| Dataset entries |

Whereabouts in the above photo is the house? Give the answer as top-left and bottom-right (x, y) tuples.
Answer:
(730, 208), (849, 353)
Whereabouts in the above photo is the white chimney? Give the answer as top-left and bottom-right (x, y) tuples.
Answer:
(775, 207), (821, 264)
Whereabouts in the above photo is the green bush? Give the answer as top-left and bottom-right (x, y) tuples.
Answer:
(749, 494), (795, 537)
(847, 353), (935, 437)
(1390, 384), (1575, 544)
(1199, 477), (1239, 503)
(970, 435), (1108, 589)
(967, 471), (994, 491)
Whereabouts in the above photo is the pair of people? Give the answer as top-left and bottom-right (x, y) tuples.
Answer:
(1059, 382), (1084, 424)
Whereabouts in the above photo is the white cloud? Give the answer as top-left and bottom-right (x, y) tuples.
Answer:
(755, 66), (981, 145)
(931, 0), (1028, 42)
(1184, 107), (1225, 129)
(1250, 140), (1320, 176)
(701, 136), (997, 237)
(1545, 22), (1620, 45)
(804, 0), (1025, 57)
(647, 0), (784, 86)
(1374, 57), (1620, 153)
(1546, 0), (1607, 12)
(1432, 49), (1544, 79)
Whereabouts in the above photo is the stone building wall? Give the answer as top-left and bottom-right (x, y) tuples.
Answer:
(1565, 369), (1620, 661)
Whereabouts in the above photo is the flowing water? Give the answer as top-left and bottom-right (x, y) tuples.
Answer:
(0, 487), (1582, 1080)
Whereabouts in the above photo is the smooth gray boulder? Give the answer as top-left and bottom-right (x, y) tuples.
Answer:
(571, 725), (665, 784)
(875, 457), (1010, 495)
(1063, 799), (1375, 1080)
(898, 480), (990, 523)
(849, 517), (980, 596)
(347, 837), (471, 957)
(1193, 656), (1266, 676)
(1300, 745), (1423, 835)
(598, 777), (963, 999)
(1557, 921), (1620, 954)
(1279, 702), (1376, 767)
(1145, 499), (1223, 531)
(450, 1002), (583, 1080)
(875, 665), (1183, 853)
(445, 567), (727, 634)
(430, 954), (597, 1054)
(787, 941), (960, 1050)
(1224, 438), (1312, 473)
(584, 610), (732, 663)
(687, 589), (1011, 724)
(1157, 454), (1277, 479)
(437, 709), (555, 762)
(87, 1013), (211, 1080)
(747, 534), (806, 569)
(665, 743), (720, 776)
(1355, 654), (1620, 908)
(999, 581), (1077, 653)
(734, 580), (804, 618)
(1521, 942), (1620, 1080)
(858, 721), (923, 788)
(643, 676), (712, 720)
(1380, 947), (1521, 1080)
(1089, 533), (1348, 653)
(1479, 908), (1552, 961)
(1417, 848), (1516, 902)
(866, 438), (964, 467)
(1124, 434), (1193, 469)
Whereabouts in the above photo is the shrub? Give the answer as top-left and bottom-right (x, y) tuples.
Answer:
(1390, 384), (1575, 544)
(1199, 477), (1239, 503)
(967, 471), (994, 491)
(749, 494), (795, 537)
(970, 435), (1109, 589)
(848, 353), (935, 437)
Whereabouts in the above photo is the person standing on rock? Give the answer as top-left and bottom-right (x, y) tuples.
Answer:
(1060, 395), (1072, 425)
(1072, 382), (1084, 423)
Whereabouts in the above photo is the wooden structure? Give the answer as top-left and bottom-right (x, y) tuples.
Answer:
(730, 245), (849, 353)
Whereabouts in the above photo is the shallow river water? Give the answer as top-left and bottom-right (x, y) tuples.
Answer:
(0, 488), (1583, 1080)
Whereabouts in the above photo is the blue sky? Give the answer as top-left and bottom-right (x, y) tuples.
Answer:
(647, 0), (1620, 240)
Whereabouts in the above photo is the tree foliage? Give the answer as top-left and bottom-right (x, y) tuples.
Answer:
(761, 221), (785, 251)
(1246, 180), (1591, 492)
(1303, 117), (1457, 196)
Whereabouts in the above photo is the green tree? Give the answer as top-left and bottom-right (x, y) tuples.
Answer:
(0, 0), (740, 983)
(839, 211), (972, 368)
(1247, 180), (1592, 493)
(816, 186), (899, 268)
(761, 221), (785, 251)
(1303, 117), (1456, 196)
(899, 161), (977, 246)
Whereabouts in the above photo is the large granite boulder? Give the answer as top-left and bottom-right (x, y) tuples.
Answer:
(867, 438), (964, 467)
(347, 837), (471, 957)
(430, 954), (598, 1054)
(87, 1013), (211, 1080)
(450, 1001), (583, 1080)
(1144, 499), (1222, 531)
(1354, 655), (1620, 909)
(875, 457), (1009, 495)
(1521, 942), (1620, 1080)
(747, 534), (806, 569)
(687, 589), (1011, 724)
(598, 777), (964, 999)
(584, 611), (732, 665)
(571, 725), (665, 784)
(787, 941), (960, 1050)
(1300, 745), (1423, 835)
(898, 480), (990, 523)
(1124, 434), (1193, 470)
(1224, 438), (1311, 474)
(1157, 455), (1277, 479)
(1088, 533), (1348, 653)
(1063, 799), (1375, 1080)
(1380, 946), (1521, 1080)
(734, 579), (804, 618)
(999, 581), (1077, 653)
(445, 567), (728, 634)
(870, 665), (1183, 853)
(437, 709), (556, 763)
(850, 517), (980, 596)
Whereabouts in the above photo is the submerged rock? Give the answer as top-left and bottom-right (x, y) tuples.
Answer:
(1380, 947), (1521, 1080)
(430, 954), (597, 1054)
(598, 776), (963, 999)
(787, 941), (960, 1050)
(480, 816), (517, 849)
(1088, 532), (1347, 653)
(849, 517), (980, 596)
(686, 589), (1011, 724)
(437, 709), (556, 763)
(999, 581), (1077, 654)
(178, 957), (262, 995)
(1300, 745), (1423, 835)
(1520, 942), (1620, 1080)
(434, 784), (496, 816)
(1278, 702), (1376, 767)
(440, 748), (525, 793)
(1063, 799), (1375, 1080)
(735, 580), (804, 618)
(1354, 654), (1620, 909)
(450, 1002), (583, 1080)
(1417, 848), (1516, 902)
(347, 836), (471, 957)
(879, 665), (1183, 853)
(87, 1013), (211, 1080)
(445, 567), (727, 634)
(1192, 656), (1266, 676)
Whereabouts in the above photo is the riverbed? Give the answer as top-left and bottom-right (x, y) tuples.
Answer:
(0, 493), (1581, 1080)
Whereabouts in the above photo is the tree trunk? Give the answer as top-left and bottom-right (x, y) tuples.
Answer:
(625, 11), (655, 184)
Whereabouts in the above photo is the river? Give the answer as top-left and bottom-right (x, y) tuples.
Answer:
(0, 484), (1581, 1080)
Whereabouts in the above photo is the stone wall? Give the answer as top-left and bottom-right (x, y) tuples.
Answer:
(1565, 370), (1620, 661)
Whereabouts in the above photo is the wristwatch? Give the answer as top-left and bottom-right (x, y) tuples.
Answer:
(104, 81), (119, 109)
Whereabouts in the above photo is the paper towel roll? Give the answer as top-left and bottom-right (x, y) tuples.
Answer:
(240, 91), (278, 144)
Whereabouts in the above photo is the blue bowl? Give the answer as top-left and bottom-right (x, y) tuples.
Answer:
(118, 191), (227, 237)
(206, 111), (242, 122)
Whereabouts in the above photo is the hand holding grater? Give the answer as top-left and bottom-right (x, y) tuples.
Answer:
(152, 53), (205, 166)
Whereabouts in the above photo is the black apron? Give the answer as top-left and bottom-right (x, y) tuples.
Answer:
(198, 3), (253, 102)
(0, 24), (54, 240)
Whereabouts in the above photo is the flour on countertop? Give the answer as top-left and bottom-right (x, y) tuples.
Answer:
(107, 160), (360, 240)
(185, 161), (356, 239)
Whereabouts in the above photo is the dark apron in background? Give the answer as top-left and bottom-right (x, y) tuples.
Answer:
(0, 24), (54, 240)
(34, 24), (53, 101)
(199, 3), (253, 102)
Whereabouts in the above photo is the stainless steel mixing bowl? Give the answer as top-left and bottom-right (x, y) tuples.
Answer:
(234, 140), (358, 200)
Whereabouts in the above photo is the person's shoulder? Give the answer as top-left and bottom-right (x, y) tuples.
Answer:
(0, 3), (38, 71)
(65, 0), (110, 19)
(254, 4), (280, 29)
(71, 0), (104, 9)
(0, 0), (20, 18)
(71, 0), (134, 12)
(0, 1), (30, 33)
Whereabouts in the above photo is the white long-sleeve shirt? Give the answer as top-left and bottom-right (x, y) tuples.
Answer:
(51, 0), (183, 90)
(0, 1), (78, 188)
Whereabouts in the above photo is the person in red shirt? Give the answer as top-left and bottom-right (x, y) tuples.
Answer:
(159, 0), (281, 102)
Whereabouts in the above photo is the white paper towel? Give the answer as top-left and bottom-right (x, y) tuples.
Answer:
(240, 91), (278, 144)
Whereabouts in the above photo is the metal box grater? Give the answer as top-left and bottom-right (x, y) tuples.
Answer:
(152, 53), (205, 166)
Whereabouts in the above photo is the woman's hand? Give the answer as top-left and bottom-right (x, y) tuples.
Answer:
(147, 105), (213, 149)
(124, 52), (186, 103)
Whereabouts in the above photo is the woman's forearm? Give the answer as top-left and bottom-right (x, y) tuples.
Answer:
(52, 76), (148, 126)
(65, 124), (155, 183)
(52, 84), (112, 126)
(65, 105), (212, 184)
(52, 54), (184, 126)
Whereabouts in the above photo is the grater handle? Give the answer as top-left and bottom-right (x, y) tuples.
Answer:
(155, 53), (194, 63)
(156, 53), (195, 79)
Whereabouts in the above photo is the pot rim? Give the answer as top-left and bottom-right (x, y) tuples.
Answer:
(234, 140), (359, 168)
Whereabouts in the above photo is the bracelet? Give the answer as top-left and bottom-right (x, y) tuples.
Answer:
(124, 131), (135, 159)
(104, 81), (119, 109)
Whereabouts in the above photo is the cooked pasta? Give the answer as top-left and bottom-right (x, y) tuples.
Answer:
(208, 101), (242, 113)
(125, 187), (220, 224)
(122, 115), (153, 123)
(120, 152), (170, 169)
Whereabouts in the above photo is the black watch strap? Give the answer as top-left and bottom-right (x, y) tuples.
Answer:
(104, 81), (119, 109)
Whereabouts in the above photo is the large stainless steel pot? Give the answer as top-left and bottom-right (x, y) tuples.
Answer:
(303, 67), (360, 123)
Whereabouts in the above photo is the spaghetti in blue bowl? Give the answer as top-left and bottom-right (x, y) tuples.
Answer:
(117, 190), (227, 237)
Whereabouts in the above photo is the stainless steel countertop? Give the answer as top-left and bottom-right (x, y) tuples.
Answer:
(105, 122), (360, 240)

| DIRECTIONS |
The response must hold only the lines above from the line with "Whereabouts in the above photo is the metal" through the line with "Whereabouts in the above photo is the woman's forearm?", each copied exactly, both ends kept.

| WORKED SOLUTION |
Whereabouts in the above photo is the metal box grater? Give the answer as top-left and bottom-right (x, y) tuples.
Answer:
(152, 53), (205, 166)
Whereabouts in the above photo is the woman's hand? Give the answer as top-left and bottom-right (x, y) tuples.
Answer:
(147, 105), (213, 149)
(124, 52), (186, 103)
Whereabouts in the above photo is the woman's forearm? Give the answer as top-left and bottom-right (x, y) tuples.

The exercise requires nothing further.